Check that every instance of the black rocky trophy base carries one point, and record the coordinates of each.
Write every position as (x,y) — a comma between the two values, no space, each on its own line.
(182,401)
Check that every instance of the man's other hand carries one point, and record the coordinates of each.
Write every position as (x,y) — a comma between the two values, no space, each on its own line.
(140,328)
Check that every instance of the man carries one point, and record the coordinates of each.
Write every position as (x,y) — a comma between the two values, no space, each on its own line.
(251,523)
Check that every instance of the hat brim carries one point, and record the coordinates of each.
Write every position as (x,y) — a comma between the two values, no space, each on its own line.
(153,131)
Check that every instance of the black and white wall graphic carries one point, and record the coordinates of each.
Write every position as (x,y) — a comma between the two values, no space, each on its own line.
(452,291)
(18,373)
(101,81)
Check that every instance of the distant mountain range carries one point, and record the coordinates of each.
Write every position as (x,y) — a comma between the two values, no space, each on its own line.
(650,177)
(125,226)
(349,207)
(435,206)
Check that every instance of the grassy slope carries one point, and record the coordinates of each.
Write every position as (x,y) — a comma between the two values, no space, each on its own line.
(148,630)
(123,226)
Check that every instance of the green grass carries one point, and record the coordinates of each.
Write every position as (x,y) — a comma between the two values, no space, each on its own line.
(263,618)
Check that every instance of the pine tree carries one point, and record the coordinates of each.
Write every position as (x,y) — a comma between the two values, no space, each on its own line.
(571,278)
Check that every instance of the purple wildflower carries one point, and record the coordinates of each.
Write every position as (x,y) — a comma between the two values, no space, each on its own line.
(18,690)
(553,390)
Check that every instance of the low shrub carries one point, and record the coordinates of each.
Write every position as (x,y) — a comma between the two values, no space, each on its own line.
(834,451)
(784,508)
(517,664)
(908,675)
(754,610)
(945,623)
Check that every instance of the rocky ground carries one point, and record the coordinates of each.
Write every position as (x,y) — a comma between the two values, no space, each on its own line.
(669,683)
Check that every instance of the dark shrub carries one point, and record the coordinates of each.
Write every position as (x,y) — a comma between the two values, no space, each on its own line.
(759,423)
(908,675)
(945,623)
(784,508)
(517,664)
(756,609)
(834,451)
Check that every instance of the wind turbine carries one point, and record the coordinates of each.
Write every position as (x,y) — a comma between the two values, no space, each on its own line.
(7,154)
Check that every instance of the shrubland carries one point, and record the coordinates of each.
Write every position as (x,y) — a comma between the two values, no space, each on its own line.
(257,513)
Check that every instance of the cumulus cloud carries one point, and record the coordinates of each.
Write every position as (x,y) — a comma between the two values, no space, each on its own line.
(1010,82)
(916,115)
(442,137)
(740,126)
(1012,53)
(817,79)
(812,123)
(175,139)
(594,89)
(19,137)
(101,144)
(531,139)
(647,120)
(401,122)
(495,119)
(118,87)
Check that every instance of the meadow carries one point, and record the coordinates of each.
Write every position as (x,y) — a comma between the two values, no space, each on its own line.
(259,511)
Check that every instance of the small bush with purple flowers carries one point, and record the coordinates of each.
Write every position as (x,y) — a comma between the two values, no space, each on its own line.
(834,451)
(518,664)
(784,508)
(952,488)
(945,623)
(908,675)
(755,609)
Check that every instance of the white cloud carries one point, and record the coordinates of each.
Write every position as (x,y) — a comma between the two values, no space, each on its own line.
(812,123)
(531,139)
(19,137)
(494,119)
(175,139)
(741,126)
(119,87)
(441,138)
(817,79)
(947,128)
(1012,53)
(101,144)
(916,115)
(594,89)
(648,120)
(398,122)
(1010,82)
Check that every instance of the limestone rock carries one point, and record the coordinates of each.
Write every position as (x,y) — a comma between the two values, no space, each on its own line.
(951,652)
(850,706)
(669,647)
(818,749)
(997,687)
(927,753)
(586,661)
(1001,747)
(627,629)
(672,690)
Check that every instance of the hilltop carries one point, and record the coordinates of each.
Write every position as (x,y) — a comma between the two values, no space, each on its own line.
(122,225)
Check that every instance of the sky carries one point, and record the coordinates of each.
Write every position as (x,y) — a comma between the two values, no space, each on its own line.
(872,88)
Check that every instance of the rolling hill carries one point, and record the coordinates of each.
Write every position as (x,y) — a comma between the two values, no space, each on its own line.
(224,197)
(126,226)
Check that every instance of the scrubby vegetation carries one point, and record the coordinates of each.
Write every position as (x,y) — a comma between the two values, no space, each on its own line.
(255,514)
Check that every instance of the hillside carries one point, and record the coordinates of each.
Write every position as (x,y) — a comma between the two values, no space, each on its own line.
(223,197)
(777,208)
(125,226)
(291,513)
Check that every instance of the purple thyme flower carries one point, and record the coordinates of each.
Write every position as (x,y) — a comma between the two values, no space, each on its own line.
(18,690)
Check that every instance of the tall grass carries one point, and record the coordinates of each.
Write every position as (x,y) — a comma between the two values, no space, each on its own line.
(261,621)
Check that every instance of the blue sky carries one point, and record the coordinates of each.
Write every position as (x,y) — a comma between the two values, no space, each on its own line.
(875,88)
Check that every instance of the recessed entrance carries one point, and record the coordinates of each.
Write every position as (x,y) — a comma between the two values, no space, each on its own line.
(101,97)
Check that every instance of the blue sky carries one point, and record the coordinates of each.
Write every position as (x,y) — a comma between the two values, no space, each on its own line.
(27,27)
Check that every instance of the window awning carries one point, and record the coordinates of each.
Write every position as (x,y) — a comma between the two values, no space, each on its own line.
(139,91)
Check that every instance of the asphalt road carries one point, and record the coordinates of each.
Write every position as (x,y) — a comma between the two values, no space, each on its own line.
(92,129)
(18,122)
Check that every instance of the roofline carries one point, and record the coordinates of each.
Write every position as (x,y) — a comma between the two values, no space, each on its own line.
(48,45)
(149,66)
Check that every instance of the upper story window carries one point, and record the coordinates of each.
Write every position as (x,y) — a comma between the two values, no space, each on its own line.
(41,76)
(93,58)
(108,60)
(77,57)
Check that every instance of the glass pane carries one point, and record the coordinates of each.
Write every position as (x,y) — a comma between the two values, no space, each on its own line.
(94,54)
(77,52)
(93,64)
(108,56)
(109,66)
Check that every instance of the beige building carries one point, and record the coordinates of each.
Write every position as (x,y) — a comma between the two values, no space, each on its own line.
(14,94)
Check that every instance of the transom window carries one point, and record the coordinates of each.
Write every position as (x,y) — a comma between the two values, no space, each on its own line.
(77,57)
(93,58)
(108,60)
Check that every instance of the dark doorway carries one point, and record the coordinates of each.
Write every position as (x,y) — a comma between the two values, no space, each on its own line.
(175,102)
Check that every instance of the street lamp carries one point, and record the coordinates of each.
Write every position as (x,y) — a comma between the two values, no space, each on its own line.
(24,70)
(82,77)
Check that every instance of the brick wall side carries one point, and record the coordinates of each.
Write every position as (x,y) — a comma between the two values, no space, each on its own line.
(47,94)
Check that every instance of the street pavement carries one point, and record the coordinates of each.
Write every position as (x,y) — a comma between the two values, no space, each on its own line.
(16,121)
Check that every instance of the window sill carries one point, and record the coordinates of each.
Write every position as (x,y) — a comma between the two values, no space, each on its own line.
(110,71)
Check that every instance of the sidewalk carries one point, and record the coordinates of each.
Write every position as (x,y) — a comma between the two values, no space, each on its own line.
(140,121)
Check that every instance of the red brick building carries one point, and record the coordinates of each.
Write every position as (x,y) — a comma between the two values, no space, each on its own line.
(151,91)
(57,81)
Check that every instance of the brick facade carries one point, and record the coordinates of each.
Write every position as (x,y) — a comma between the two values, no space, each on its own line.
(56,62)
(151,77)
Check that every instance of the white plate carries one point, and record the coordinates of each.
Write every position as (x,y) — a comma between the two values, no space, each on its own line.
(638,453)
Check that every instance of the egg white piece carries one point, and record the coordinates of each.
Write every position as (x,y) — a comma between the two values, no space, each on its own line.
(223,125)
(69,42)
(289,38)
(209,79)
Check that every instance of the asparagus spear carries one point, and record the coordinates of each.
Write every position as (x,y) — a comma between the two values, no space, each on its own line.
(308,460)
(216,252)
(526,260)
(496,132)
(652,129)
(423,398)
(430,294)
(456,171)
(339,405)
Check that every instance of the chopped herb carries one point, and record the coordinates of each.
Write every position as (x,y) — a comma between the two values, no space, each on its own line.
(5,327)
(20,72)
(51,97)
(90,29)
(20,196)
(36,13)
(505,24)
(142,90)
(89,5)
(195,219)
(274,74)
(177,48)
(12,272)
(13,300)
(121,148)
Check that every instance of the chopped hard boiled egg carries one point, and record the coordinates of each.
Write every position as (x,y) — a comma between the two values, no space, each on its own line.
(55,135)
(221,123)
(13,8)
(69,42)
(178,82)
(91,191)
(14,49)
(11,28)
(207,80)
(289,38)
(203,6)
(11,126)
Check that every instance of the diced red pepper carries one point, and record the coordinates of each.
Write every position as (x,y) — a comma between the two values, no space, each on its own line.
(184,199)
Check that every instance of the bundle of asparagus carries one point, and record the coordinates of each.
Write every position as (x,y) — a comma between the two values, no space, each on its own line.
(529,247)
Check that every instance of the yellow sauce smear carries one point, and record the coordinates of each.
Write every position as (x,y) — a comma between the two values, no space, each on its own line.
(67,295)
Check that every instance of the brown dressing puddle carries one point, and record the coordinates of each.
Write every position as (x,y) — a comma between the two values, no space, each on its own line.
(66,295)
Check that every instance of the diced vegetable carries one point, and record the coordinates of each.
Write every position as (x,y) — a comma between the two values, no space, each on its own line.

----------

Reproduce the lines word for word, starting at the one holding "Check that every instance of the chopped hard" and ending at the final line of the material above.

Check that every instance of the chopped hard boiled egg carries one point, and record the coordinates of each.
Write every position as (x,y) — a comma between the two values, no space, each on its own line.
(55,135)
(221,123)
(13,8)
(69,42)
(178,82)
(91,191)
(14,49)
(11,28)
(207,80)
(289,38)
(203,6)
(11,126)
Check that every instance of the diced red pepper carries one point, and record the coordinates of each.
Write every position as (x,y) — a comma between the two values, no space, each on its own line.
(184,199)
Check that every instance of the bundle of asparagus carries one point, and record the coordinates of each.
Write every position as (x,y) — a comma between the two values, no space, each on its own line.
(529,247)
Check that every instance of the yellow sauce smear carries one point, and record the coordinates of each.
Write every position as (x,y) — a comma between the two values, no space, each on its own line.
(67,295)
Check that every instance of the brown dressing puddle carries one point, and record the coordinates of each.
Write every position as (x,y) — a comma between the two values, no space, each on its own line.
(66,295)
Check that every instance of the diced vegetable carries one point, and record the coordinates of each.
Write every position as (x,y) — a comma between the two values, no space, each on its own line.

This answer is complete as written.